-- DATA FOR THIS EXERCISE follows --

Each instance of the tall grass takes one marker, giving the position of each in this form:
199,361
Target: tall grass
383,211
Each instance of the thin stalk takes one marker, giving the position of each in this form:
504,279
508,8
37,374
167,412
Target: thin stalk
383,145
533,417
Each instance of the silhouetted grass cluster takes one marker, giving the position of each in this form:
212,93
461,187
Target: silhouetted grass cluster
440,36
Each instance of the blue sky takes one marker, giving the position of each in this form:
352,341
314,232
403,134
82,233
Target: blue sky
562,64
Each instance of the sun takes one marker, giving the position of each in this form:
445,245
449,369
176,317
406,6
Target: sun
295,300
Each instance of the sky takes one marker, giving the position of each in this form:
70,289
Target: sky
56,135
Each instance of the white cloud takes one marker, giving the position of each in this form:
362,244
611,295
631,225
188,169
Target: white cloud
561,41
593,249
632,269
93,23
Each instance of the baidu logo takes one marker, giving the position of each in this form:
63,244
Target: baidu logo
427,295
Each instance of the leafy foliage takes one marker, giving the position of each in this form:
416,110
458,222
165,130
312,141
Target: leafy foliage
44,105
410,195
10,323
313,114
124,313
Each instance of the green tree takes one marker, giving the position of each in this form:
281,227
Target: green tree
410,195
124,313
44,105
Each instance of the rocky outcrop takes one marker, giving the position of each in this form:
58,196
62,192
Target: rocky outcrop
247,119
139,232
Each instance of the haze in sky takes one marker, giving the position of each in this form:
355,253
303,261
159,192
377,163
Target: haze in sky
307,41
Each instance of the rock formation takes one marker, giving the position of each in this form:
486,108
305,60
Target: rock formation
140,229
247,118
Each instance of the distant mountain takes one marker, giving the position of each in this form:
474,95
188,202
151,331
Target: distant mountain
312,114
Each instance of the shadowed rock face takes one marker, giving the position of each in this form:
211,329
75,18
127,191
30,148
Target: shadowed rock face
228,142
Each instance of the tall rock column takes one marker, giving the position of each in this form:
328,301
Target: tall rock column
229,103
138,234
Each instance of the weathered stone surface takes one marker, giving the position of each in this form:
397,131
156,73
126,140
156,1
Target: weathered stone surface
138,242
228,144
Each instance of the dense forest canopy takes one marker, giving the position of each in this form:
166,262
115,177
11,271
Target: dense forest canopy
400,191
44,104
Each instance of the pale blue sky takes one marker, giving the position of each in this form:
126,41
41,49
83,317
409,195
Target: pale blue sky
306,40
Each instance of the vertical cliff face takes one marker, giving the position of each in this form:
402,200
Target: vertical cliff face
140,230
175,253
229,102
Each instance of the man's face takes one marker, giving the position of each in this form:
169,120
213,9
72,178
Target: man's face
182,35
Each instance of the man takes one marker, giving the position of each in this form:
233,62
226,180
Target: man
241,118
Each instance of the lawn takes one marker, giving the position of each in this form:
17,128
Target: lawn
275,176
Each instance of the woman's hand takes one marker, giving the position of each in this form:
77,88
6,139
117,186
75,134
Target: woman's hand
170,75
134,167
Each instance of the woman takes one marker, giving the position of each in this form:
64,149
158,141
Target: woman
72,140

-- DATA FOR THIS EXERCISE concluded --

=== YOUR INSTRUCTIONS ===
Exactly the lines from the one containing "Each instance of the lawn" to the final line of the entries must be restated, and no others.

=== ANSWER TO THIS PROBLEM ===
Each instance of the lawn takes one marker, giving the position of each in this form:
17,128
Target: lawn
275,176
Each instance of the woman's hand takes one marker, giving the position of each in this form:
77,88
6,139
117,186
75,134
Target: woman's hand
170,75
134,167
Each instance of the woman takes one marker, giving the position of each in this form:
64,149
158,141
Target: woman
72,140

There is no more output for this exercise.